-- PROBLEM TO SOLVE --
Search the data below for the string "twig" and copy all lines where it shows up.

-- DATASET EXCERPTS --
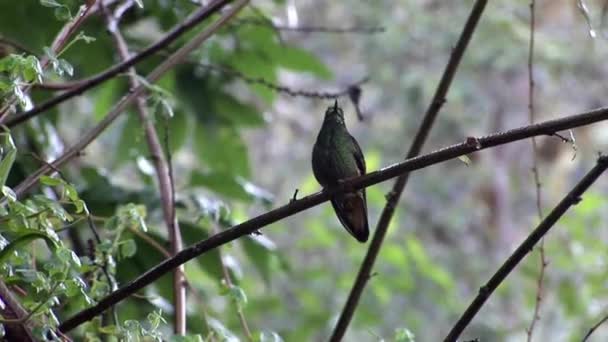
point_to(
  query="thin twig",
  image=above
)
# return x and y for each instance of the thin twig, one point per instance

-- SOLVED EXERCISE --
  query="thin twig",
# return x and y for each instance of the thin twig, one point per instance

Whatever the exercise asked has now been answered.